Document Processing Requirements for a Ph.D Thesis

Warren Toomey, 18th June 1998

Introduction

This is an on-line version of a talk I gave to the current Ph.D students in the School of Computer Science at ADFA. I have left the bulleted points of the talk untouched, but I have added a section with hyperlinks to the tools mentioned in the talk.

If you have any questions about the presentation, or the tools I used, please email me at wkt@cs.adfa.edu.au.

What Document Processing Environment Did I Need?

• I could only tell once I had finished the whole thesis!
• Separate files, e.g per chapter, with ability to produce 1 document.
• Chapters, sections, subsection.
• Markup & layout ability, fonts, bold/italic, quotation, computer code, math equations.
• Prefaces, appendices.
• Tables of contents, diagrams, references, etc.
• Graphics: diagrams, graphs, artwork, photos.

Data listing:
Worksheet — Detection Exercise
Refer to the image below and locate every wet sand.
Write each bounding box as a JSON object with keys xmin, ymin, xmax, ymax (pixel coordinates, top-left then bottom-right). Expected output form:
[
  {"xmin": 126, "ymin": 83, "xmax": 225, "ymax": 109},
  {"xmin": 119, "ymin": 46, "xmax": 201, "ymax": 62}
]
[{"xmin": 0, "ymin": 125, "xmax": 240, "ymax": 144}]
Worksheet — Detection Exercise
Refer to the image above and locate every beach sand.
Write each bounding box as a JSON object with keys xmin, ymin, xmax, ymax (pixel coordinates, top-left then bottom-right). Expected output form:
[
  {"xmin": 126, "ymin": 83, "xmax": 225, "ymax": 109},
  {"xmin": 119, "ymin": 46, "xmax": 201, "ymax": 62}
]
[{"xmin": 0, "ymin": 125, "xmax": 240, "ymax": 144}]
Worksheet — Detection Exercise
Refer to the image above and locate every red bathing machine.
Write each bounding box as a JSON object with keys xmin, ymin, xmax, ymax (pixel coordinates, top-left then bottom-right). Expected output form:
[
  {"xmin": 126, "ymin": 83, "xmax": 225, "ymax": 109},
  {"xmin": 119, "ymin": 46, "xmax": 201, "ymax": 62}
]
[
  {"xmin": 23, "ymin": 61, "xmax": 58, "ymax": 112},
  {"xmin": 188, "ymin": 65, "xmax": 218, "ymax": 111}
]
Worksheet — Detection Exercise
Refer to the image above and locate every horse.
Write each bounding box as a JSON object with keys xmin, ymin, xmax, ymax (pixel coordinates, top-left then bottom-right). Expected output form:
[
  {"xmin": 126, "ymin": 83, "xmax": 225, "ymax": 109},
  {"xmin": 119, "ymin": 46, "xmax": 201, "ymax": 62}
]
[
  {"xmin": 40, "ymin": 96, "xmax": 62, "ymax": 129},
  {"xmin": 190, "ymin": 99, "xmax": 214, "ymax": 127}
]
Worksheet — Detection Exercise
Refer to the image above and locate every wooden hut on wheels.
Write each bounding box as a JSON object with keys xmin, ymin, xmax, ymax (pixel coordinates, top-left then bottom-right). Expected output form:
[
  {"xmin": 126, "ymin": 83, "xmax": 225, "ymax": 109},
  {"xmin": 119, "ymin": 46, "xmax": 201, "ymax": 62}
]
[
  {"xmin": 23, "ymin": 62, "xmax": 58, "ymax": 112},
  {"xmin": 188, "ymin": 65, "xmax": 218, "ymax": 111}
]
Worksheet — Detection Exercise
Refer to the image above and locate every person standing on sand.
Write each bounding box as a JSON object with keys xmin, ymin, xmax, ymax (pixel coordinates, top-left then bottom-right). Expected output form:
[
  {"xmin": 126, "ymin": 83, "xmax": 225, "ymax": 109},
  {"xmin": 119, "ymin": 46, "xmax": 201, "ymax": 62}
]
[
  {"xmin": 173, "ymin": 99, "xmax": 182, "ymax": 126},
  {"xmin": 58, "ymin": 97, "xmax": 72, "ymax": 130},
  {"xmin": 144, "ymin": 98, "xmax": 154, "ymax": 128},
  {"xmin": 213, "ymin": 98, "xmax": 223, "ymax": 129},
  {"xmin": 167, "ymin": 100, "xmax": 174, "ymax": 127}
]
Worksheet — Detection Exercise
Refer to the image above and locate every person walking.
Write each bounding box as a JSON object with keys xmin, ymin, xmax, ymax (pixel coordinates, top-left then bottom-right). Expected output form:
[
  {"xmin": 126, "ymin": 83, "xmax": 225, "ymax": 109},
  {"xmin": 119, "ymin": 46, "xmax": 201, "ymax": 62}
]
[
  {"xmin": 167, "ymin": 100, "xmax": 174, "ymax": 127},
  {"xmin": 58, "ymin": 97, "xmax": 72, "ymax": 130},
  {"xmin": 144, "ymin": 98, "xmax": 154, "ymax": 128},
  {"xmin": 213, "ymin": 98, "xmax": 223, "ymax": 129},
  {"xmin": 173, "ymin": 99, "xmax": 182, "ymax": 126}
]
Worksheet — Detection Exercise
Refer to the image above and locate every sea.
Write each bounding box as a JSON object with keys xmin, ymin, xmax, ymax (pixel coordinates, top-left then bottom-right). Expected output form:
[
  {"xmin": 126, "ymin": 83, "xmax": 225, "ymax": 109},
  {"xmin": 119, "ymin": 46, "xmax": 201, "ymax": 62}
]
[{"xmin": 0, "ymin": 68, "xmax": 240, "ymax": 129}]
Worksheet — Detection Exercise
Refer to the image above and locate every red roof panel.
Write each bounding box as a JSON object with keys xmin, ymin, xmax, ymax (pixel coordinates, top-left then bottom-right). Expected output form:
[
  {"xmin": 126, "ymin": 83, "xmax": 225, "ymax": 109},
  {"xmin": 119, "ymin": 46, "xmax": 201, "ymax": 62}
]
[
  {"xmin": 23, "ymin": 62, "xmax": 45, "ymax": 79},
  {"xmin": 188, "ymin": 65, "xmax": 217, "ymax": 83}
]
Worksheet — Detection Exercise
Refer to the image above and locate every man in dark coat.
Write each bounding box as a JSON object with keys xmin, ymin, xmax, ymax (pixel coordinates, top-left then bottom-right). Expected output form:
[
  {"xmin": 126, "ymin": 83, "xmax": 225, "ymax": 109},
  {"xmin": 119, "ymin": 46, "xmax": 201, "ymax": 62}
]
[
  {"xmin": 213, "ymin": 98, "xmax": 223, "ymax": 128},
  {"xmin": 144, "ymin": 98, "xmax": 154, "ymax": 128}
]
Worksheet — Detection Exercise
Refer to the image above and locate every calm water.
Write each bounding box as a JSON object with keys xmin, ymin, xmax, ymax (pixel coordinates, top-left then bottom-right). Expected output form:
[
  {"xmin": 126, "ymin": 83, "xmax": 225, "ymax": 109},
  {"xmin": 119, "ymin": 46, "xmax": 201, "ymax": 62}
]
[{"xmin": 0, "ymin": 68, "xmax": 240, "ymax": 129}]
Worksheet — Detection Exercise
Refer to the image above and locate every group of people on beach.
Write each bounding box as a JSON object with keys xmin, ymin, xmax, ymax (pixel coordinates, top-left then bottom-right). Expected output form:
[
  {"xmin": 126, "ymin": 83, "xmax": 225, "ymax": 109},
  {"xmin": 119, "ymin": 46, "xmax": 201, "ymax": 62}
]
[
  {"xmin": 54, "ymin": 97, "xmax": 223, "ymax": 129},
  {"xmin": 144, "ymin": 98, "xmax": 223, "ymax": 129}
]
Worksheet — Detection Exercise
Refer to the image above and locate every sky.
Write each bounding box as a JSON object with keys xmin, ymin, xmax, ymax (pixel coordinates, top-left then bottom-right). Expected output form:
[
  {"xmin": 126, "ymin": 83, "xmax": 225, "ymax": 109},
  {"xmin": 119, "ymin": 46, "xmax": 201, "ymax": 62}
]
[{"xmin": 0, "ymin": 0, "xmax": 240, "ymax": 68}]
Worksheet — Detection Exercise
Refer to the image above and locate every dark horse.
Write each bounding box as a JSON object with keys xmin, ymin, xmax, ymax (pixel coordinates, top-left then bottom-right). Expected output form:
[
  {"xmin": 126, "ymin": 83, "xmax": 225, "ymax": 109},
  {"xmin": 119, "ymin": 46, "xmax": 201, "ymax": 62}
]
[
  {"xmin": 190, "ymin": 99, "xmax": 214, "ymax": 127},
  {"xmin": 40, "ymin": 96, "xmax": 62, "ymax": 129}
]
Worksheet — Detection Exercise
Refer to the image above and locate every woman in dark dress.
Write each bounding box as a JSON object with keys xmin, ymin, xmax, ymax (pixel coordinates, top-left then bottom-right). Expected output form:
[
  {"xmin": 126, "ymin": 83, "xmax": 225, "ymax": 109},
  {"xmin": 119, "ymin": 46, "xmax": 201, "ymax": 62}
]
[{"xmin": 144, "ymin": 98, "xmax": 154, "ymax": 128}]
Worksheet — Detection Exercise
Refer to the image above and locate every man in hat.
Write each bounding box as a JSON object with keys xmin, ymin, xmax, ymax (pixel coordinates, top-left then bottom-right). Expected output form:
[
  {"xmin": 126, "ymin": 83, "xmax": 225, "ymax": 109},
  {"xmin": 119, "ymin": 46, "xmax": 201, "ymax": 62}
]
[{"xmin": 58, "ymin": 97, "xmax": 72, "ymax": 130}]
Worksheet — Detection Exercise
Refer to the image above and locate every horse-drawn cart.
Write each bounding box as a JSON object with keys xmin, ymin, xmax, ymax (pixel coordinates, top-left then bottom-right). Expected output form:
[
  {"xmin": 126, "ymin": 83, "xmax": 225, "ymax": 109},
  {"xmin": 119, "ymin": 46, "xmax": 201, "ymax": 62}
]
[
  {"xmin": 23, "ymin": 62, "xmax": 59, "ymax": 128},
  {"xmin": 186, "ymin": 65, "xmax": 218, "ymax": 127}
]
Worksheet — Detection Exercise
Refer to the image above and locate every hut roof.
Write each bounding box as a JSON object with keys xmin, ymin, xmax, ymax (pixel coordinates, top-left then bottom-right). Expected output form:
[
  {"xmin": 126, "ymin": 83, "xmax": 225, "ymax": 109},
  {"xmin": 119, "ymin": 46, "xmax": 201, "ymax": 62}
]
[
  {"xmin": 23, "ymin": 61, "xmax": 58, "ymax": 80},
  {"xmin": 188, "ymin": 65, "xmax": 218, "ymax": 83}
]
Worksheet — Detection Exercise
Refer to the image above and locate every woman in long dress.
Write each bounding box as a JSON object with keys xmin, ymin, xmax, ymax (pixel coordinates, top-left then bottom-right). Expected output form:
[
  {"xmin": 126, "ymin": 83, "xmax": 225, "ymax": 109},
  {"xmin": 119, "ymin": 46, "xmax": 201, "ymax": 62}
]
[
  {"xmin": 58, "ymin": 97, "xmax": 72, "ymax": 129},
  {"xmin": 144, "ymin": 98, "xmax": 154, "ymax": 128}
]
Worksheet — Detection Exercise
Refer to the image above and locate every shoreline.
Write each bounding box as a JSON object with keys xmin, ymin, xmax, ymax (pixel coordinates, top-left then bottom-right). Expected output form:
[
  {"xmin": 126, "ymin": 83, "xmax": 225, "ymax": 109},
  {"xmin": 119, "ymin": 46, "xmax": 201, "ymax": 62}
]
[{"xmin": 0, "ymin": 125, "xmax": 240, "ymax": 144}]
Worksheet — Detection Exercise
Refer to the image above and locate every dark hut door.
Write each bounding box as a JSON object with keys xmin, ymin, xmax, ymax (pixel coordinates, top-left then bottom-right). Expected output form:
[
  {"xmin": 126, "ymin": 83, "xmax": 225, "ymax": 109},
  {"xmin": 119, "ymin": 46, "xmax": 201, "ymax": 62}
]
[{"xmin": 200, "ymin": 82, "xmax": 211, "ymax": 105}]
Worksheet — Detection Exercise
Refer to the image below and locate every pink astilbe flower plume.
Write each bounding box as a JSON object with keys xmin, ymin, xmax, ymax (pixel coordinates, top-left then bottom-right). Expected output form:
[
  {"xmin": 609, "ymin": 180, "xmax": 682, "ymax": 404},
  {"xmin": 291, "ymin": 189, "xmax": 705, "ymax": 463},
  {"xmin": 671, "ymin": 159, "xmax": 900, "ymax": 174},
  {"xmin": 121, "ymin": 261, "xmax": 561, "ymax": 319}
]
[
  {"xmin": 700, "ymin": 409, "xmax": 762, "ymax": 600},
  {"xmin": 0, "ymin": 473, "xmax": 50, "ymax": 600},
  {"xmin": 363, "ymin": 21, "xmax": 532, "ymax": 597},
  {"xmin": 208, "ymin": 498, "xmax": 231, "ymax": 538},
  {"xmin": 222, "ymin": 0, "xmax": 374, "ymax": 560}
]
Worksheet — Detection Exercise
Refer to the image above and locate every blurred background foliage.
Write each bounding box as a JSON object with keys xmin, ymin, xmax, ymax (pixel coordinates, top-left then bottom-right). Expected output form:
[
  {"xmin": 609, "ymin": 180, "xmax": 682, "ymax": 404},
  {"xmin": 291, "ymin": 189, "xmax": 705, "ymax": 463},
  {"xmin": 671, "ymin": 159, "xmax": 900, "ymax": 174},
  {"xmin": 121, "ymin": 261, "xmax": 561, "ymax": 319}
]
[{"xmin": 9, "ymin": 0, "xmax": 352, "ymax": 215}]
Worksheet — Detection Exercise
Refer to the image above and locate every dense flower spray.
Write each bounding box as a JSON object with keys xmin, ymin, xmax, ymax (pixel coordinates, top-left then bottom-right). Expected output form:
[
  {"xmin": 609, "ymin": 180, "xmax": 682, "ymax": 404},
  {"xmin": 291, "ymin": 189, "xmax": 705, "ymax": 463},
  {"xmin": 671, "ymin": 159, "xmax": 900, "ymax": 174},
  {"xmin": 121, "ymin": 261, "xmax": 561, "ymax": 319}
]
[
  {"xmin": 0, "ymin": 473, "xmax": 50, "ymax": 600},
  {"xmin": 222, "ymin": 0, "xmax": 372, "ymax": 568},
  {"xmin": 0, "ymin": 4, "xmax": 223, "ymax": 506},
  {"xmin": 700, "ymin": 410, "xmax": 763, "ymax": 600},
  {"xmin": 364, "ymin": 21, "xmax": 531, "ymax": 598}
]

Instruction: Write out, word for word, the passage of the thesis document processing page between "Introduction" and "Did I Need?", inclusive. None of the material is needed here.

Task answer:
Introduction

This is an on-line version of a talk I gave to the current Ph.D students in the School of Computer Science at ADFA. I have left the bulleted points of the talk untouched, but I have added a section with hyperlinks to the tools mentioned in the talk.

If you have any questions about the presentation, or the tools I used, please email me at wkt@cs.adfa.edu.au.

What Document Processing Environment Did I Need?